Rewrite all of the following entries in full, requests included, scaling every answer coordinate by 0.4 and rounding to the nearest whole number with halves rounded up, while keeping the sample coordinates in the requests unchanged. Leave the pictures out.

[Object location annotation data]
++++++++++++++++++++
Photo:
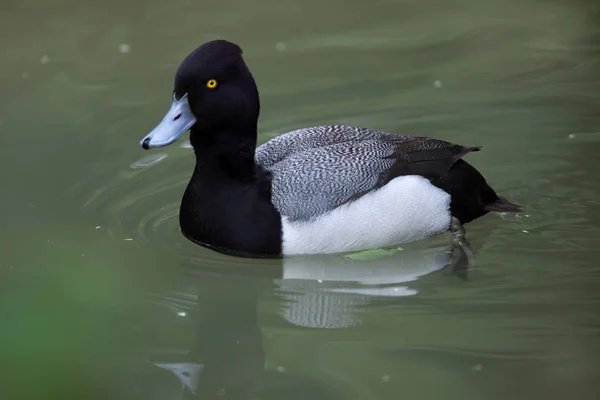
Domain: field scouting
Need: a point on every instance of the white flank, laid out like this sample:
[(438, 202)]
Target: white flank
[(408, 208)]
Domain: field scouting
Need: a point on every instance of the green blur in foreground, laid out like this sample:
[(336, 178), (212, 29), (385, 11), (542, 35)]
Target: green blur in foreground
[(102, 297)]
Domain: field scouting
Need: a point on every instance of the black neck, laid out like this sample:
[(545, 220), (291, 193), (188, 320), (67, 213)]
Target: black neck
[(227, 204), (230, 150)]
++++++++++++++++++++
EXERCISE ANSWER –
Photo:
Domain: field scouting
Need: a point on every instance of the white flank, laid out like this sample:
[(438, 202)]
Target: white flank
[(163, 83)]
Domain: field scouting
Need: a point on every instance of the green blur in foreground, laid out like this sample:
[(336, 178), (212, 29), (385, 11), (542, 35)]
Target: green blur in foreground
[(41, 119)]
Domain: field scouting
Need: a point on every instance of the black neck, laid out like this sample:
[(545, 220), (291, 193), (188, 320), (67, 213)]
Target: black neck
[(91, 82), (92, 60)]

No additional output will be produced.